◆ **Data for this exercise**:
○ ○ ○ ○ ○ ○ ○

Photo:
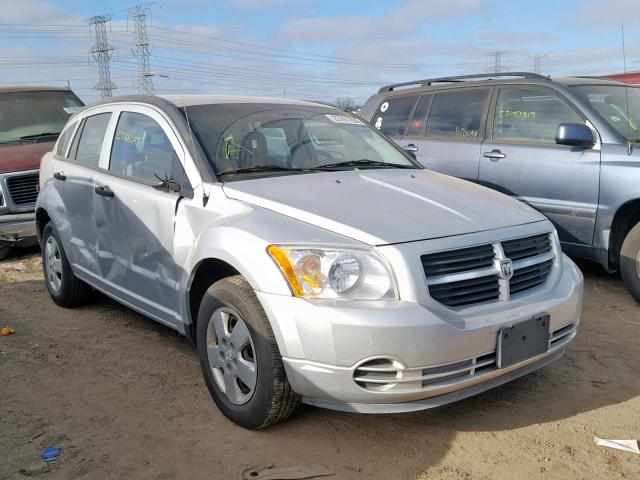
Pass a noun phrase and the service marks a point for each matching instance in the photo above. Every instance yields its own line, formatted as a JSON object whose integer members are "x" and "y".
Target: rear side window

○ ○ ○ ○ ○ ○ ○

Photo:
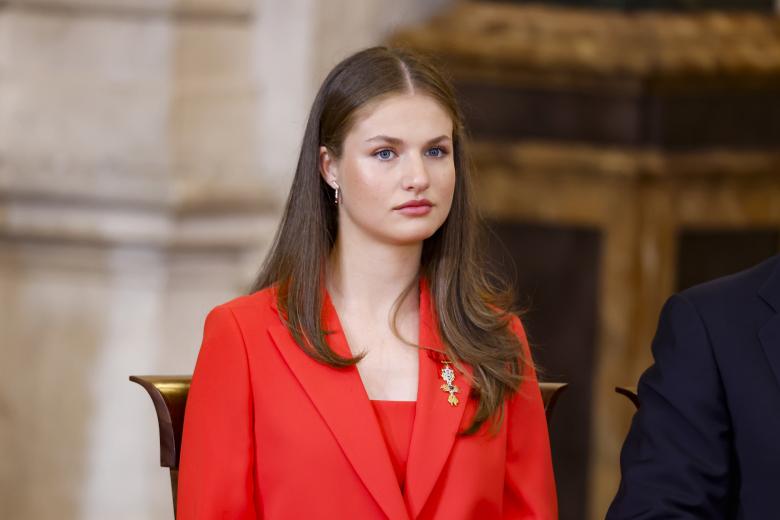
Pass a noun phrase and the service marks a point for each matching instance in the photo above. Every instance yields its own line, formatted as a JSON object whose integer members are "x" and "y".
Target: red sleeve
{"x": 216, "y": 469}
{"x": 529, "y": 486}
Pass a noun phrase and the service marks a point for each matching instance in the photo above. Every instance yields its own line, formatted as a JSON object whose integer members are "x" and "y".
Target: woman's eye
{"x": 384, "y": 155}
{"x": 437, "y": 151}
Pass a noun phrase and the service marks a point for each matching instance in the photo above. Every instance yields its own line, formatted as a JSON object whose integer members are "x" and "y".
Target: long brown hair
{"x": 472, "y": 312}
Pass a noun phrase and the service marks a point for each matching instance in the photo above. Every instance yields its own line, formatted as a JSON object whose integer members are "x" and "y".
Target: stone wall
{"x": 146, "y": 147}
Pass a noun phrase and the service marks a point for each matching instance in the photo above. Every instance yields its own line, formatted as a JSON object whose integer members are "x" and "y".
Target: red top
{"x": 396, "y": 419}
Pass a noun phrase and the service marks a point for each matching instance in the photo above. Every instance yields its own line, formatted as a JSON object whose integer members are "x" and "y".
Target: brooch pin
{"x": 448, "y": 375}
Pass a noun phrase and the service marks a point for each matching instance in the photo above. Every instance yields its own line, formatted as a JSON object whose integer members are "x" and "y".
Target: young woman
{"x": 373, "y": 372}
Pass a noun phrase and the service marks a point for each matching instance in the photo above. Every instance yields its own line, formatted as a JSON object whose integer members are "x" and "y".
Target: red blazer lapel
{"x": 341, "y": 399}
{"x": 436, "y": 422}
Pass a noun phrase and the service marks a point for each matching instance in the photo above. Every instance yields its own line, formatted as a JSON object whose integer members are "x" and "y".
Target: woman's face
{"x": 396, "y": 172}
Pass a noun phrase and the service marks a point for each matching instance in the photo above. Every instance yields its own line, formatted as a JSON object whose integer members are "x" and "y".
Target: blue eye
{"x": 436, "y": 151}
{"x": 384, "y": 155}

○ ○ ○ ○ ○ ○ ○

◆ **The task**:
Count the lines in the data above that contain the string "woman". Reply with that number alone.

◆ **Response below**:
3